| TEXTO FORNECIDO |
===

Modelos indígenas ainda são tratadas como “exóticas”. Modelos gordas são chamadas “só se o look couber sem ajustes”. E modelos trans ainda enfrentam silêncio constrangedor na sala — ou, pior, são fetichizadas com frases como “tem um quê andrógino” ou “ela segura o look masculino e o feminino”. Ah, mon chéri… segura tuas falas que a gente segura a pauta.

Reptilia – SPFW N59 – Foto: Gustavo Scatena – @agfotosite

O Trauma do ‘Não’ Sem Explicação

A rejeição sistemática é mais cruel do que parece. Modelos iniciantes relatam saírem emocionalmente destruídas de rodadas de castings onde sequer foram olhadas. “Desfila aí. Vira. Mostra o perfil. Obrigado.” Sem contato visual. Sem empatia. Sem retorno.

O processo é tão frio que transforma meninas e meninos de 16, 17 anos em adultos calejados antes da hora. Um “não” atrás do outro, sem justificativa, vai minando a autoestima, corroendo a autoconfiança e gerando distúrbios alimentares, depressão e ansiedade.

“Fui a 12 castings em Paris numa manhã. Ninguém me disse nada. Na agência, a resposta foi ‘tem que sorrir mais e parar de comer pão’. Eu só queria dormir.” — depoimento real colhido durante a temporada outono/inverno 2023

As Agências São Vilãs ou Cúmplices?

O papel das agências varia — algumas cumprem função protetiva exemplar, outras agem como atravessadoras predatórias. Jogam modelos em rodadas de castings mal explicadas, sem alimentação, sem condução, sem sequer saber se a cliente está procurando perfis como o da menina enviada.

Muitas vezes, modelos servem apenas para “encher sala”. O cliente quer volume para parecer que houve escolha real, mas a vaga já está fechada há dias. Ou seja: humilhação gratuita como bônus de um contrato mal gerido.

E as agências que não cobram postura profissional de diretores de casting? Que aceitam que suas modelos sejam filmadas, julgadas e até hostilizadas sem intervenção? Essas deveriam responder também. Porque se o modelo é descartável, é porque alguém lucra com isso.

===

| O QUE FAZER |
a - Por favor, transcreva do texto sobre castings o trecho que vai de “Muitas vezes, modelos” a “lucra com isso.”.
b - Dê continuidade ao texto sobre castings a partir da última frase apresentada.
As linhas são um material à parte, independente do texto sobre castings.

| TRECHO DE DADOS |
===

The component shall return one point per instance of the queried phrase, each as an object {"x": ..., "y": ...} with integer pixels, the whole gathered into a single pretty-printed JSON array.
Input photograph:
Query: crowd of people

===

| RESULTADOS DAS TAREFAS |
a -
Muitas vezes, modelos servem apenas para “encher sala”. O cliente quer volume para parecer que houve escolha real, mas a vaga já está fechada há dias. Ou seja: humilhação gratuita como bônus de um contrato mal gerido.

E as agências que não cobram postura profissional de diretores de casting? Que aceitam que suas modelos sejam filmadas, julgadas e até hostilizadas sem intervenção? Essas deveriam responder também. Porque se o modelo é descartável, é porque alguém lucra com isso.

b -
O Perfil do Diretor de Casting: Deus, Dono e Despachante

Existe uma cultura de “estrelato silencioso” nos bastidores do casting. Diretores de casting se tornaram mini-celebridades, com poder de alavancar ou aniquilar carreiras com uma piscadela. E como ninguém ousa desagradar essas figuras, elas ganham poder ilimitado.

Alguns são talentosos, criativos e comprometidos com inclusão. Outros são tiranos disfarçados de trendsetters. Estabelecem panelinhas, favorecem amigos, distribuem vaga por influência. E criam a cultura do medo: quem ousa discordar, some da próxima lista.

Casting virou moeda social, não seleção técnica. E a moda segue fingindo que não vê, porque o desfile precisa acontecer — e a verdade atrapalha o cronograma.

MISCI – Coleção TIETA – Verão 26 – Foto: @Ze_Takahashi

Mas Tem Gente Fazendo Certo (E a Gente Vai aplaudir!)

Desfiles como o da LINI, com parte do casting assinado por Gabriel Fernandes e Julia Moraes (GaJu), provam que é possível montar um casting com pluralidade real, respeitando corpos, origens e narrativas. A Mega Model Brasil, sob a gestão de Roberta Rizzardi, também tem se posicionado fortemente em defesa de modelos periféricos e de origens diversas. E um exemplo de casting potente, equilibrado e estrategicamente brilhante foi o da Misci, que apostou em uma abertura arrebatadora com uma top model, costurou sua narrativa visual com uma mistura instigante de new faces e rostos consagrados, e fechou a apresentação com uma supermodelo de impacto — provando que é possível alinhar representatividade, estratégia de imagem e sofisticação estética em uma mesma passarela.

Outras agências como Way, JOY, Evol, Hundred, IMG e até núcleos independentes vêm apostando em perfis que fogem da fórmula São Paulo-Milão. Ainda são poucos, mas são consistentes. E é por aí que a moda pode começar a mudar.

Se o Casting é Excludente, o Desfile É Mentira

O casting não é detalhe: é manifesto… é statement! É ali que a moda decide se vai repetir ou romper padrões. E enquanto ele continuar sendo regido por favoritismo, hype digital, racismo estrutural, gordofobia velada e capacitismo explícito, nenhuma campanha vai corrigir esse ruído.

A passarela só é legítima quando quem a pisa foi escolhido com ética, critério e consciência. O resto é mise en scène de um espetáculo que insiste em chamar de inclusão o que ainda é segregação estilizada.

O House of Models vai continuar cutucando essa estrutura com salto agulha e manchete provocativa. Porque, meu bem, a gente não desfila por likes. A gente desfila por justiça.

E nesse dia 1 de maio de 2025, dia do trabalhador… se mesmo assim a moda quiser continuar fingindo que não entendeu… Atura ou surta, bebê.